■ Task: Starting at the line that holds "of the american", set down each line through the end of the listing, exactly as written and with nothing added.

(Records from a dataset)
════════════════════
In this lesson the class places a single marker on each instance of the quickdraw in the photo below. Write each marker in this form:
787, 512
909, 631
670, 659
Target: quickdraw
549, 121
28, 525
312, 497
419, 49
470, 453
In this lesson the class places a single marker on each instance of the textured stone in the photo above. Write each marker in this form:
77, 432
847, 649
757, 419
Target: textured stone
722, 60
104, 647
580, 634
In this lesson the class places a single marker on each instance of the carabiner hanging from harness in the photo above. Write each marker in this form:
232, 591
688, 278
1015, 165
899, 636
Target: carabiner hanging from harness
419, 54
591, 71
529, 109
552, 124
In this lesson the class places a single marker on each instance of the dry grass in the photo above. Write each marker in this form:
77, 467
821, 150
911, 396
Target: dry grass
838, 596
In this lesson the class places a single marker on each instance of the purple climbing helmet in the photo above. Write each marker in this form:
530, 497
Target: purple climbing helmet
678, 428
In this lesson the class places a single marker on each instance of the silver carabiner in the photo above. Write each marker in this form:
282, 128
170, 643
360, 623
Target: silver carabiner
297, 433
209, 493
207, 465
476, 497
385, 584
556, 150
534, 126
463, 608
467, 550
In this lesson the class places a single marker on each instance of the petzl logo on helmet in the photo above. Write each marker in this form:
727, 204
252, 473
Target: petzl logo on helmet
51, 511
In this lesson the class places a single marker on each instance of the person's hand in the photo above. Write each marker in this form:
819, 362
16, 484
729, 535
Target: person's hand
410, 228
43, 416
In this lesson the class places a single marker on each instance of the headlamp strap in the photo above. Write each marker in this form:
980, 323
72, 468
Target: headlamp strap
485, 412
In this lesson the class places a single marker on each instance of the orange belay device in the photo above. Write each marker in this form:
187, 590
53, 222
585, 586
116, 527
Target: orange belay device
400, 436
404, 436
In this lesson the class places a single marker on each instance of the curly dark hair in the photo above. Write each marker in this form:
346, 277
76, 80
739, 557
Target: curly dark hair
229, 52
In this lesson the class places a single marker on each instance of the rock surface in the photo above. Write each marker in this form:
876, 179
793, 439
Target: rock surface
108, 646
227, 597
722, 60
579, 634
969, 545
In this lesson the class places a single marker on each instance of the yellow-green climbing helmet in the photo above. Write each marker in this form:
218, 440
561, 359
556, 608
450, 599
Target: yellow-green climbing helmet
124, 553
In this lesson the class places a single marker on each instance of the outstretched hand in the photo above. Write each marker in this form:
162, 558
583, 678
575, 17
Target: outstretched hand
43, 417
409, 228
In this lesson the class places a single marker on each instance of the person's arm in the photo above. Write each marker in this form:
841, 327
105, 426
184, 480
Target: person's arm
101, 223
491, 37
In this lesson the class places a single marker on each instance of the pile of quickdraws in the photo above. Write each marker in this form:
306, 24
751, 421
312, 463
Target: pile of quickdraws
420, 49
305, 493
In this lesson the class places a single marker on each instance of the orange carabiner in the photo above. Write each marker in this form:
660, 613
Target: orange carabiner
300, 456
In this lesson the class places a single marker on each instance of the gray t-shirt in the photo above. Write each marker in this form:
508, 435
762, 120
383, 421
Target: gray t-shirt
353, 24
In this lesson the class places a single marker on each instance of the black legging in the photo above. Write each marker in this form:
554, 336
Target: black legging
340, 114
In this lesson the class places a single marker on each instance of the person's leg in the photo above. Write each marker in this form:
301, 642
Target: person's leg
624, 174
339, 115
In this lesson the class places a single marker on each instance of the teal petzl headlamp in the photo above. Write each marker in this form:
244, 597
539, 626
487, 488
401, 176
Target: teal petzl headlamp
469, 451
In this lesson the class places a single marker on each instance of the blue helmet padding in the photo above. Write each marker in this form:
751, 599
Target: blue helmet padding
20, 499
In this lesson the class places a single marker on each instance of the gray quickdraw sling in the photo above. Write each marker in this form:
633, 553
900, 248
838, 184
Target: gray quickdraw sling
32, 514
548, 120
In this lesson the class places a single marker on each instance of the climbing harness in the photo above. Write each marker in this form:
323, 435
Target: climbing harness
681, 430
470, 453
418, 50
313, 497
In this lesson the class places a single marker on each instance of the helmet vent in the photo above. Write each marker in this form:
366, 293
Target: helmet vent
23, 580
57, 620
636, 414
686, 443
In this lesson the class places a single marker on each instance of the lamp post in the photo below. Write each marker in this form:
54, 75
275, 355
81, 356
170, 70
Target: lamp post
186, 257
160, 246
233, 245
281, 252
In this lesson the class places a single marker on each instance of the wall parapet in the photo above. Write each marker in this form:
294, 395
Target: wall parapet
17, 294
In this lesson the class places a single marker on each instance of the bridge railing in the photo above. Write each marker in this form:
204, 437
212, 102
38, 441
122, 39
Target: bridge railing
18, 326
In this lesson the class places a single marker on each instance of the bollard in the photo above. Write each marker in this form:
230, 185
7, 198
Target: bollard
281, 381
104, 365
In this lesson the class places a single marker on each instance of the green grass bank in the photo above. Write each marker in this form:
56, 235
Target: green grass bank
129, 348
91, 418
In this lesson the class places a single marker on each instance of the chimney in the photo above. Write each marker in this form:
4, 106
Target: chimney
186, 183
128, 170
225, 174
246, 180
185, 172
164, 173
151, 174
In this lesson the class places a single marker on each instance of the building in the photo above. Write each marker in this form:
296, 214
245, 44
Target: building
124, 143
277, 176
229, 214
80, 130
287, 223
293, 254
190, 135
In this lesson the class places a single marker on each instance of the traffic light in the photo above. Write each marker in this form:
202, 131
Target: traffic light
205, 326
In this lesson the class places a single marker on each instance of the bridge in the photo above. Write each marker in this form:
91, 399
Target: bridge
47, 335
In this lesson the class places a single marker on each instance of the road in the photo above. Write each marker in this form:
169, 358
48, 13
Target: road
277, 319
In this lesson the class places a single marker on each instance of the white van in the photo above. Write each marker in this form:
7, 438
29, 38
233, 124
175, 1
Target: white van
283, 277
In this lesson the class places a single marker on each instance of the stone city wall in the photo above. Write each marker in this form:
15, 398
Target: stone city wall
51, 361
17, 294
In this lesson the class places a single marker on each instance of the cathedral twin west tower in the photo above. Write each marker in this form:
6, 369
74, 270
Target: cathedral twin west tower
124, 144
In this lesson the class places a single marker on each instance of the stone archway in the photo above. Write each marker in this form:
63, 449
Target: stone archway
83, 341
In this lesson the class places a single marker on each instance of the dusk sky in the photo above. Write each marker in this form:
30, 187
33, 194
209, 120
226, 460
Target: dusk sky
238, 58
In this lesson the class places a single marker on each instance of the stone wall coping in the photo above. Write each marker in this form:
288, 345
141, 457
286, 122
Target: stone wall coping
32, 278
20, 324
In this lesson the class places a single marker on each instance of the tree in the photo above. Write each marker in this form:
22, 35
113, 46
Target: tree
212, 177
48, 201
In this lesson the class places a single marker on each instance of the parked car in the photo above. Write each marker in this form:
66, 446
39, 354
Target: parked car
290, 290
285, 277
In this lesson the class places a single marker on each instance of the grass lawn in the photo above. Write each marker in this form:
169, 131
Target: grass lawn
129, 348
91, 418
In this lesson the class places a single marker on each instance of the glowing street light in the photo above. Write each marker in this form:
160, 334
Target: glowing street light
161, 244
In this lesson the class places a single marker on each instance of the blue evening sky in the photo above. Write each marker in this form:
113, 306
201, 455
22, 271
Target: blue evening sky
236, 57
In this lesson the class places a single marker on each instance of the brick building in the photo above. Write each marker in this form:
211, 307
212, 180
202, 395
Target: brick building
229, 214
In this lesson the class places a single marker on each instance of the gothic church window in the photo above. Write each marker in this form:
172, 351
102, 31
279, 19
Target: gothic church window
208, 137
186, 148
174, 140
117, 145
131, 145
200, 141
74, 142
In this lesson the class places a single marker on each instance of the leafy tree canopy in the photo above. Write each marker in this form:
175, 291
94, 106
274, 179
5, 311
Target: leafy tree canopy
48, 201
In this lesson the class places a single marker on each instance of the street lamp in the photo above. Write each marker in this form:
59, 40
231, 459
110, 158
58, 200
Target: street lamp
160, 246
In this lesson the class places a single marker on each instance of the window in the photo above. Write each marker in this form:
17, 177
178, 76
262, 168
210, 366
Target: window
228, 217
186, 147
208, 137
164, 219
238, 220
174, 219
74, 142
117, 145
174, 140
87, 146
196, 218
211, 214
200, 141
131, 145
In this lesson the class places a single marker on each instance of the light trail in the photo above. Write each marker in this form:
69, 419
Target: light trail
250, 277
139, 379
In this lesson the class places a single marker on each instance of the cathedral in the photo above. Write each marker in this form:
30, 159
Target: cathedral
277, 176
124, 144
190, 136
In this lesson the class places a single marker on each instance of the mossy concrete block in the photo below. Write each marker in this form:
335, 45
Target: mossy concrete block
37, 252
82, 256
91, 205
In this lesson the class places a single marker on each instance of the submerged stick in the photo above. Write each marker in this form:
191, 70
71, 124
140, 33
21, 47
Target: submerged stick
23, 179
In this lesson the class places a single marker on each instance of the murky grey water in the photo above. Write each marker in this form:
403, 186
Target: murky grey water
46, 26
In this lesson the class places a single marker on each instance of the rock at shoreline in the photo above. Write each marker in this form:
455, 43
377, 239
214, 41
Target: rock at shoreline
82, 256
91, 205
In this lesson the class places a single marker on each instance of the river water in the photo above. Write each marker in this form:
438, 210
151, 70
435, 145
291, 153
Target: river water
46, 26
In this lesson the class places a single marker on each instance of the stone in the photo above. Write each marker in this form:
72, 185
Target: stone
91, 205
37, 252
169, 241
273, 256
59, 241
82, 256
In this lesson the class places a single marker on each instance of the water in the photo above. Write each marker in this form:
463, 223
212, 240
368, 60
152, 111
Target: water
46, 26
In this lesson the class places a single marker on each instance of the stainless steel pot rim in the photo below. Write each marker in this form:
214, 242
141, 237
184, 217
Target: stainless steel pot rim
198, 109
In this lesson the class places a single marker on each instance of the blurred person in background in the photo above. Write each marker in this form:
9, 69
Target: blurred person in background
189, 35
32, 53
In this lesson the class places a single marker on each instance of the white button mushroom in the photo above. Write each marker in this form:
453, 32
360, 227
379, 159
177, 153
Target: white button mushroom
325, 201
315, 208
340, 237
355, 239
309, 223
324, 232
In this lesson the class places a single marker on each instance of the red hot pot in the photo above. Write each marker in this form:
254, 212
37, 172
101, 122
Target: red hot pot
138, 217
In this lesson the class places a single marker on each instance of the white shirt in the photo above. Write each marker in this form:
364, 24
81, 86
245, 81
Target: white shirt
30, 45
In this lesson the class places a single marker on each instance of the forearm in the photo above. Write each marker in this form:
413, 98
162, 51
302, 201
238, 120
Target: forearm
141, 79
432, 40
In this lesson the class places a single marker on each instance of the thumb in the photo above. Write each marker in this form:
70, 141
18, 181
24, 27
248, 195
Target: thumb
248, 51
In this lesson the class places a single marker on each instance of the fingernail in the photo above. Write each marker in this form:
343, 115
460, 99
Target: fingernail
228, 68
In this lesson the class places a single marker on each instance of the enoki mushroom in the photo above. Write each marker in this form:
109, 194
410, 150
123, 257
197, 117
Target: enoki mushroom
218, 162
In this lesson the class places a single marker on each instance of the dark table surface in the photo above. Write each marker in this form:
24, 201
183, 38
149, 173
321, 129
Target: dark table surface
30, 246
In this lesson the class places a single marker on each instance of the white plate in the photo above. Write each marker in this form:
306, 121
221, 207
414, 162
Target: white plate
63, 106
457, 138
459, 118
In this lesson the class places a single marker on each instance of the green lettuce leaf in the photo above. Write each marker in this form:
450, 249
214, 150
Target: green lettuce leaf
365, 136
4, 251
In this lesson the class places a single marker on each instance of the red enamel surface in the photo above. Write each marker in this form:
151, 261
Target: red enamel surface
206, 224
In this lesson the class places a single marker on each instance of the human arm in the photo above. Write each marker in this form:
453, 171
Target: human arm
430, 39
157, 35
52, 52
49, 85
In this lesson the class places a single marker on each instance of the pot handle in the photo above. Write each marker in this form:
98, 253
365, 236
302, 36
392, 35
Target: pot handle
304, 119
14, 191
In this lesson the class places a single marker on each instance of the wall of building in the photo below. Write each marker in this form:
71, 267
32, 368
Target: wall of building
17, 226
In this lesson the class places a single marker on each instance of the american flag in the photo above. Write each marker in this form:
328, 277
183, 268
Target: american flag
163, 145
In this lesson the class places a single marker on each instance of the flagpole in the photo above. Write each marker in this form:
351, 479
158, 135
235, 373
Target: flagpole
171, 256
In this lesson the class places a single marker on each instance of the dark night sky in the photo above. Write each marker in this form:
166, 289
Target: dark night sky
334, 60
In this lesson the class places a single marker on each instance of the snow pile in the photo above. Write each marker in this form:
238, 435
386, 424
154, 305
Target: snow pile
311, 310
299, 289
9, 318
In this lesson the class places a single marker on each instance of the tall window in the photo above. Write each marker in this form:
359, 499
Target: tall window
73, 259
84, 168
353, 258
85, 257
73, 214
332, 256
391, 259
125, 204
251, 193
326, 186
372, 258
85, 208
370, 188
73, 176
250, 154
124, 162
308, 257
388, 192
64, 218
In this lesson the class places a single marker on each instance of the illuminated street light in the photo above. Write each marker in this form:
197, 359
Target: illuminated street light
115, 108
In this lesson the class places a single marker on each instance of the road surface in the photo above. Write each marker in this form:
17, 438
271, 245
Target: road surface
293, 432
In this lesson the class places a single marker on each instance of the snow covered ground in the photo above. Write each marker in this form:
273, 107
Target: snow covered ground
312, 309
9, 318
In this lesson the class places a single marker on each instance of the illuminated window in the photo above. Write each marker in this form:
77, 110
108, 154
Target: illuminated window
════════════════════
■ Result of this task:
In this lesson the class places a single marker on each instance of the american flag in the photo above. Write each marker in this form:
328, 277
183, 268
Target: american flag
163, 145
In this lesson the class places a single marker on each instance of the flagpole in the photo above. Write each marker in this form:
351, 479
158, 135
235, 373
Target: flagpole
171, 256
In this lesson the class places a single marker on each instance of the dark night sky in the photo above. Write each marker in this form:
166, 289
Target: dark night sky
334, 60
In this lesson the class places a single marker on each instance of the snow pile in the photo above. Write each marker in this form:
238, 435
386, 424
154, 305
Target: snow pile
311, 310
299, 289
9, 318
In this lesson the class places a single marker on each instance of the tall window in the photo above. Write each marker in this form:
359, 499
Target: tall window
73, 259
84, 168
353, 258
85, 257
73, 214
332, 256
391, 259
125, 204
251, 193
326, 186
372, 258
85, 208
370, 188
73, 176
250, 154
124, 162
308, 257
388, 192
64, 218
In this lesson the class places a single marker on each instance of the illuminated street light in the photo above. Write each marker in this form:
197, 359
Target: illuminated street light
115, 108
In this lesson the class places a single marker on each instance of the road surface in the photo above. Write each marker in this form:
17, 438
271, 245
Target: road surface
293, 432
In this lesson the class places a single marker on each instance of the snow covered ground in the photo above. Write each marker in this form:
273, 107
Target: snow covered ground
312, 309
9, 318
In this lesson the class places a single marker on each instance of the illuminated window in the photo above. Write each marker in this form:
77, 110
108, 154
Target: illuminated window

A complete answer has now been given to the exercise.